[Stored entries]

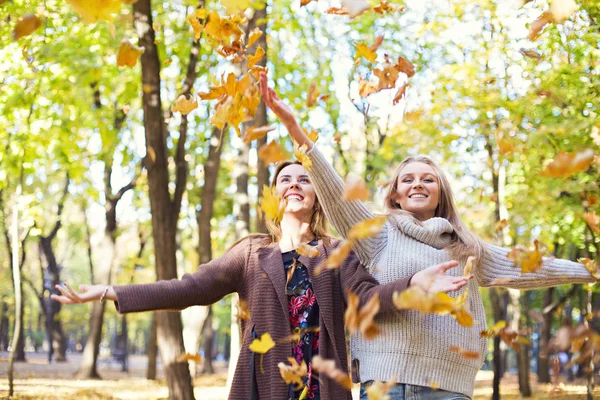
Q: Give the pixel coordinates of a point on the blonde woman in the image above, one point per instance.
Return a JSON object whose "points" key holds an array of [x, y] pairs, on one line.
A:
{"points": [[283, 294], [423, 228]]}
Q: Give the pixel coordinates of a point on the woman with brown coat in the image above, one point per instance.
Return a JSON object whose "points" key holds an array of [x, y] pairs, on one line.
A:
{"points": [[283, 293]]}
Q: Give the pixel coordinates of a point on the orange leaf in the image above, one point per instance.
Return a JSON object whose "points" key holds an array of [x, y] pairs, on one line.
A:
{"points": [[128, 54], [355, 189], [26, 26], [367, 228]]}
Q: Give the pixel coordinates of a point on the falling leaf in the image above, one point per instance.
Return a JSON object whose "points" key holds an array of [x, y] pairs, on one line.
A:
{"points": [[293, 373], [272, 153], [530, 53], [591, 266], [253, 36], [379, 390], [528, 259], [539, 24], [262, 345], [593, 221], [362, 320], [128, 54], [185, 357], [468, 270], [93, 10], [260, 52], [26, 26], [568, 164], [256, 133], [500, 225], [312, 94], [400, 93], [474, 355], [327, 368], [562, 9], [300, 154], [355, 189], [185, 106], [367, 228], [271, 204]]}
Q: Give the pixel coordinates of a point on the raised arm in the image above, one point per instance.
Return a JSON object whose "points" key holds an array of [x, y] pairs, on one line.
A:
{"points": [[329, 186], [210, 283], [497, 270]]}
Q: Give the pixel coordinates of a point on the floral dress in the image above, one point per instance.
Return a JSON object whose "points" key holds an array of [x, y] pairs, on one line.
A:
{"points": [[304, 321]]}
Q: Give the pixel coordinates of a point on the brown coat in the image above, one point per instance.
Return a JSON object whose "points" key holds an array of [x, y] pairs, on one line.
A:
{"points": [[255, 270]]}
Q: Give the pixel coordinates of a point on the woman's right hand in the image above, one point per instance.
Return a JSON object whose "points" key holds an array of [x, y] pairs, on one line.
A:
{"points": [[434, 278], [88, 293]]}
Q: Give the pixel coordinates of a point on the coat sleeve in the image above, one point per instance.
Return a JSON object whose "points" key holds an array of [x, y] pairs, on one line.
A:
{"points": [[497, 270], [356, 279], [211, 282]]}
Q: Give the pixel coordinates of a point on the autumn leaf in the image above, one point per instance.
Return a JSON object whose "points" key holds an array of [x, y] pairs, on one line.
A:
{"points": [[293, 373], [300, 154], [473, 355], [253, 59], [593, 221], [528, 259], [367, 228], [362, 320], [256, 133], [591, 266], [568, 164], [185, 357], [26, 26], [272, 153], [185, 106], [539, 24], [128, 54], [272, 204], [262, 345], [93, 10], [328, 369], [355, 189]]}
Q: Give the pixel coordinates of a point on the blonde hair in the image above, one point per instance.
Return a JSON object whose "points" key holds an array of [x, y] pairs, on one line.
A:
{"points": [[465, 243]]}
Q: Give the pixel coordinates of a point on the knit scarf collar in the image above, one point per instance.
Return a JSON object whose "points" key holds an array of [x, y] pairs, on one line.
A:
{"points": [[435, 232]]}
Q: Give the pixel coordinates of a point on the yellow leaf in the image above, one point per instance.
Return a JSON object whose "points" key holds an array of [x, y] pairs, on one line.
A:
{"points": [[307, 250], [300, 153], [256, 133], [26, 26], [367, 228], [128, 54], [355, 189], [528, 259], [185, 106], [327, 368], [272, 153], [185, 357], [262, 345], [260, 52], [272, 205], [93, 10]]}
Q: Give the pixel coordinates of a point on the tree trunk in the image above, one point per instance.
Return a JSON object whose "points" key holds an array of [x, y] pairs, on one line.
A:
{"points": [[165, 212]]}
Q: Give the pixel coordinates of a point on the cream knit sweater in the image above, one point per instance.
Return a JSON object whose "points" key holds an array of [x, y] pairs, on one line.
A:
{"points": [[412, 348]]}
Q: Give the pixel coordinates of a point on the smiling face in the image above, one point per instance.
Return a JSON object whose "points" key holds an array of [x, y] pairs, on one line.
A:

Work required
Show the lines of the records that contain the word "woman".

Answer to this exercise
Q: Give the pixel coordinates of a point on the blonde woman in the image above, one point per instance.
Q: Give the pixel coordinates of a point on the woman with brown coat in the image above, one point per instance.
Q: Give the pixel coordinates of a point on the woman's right hand in the image above, one point per instance.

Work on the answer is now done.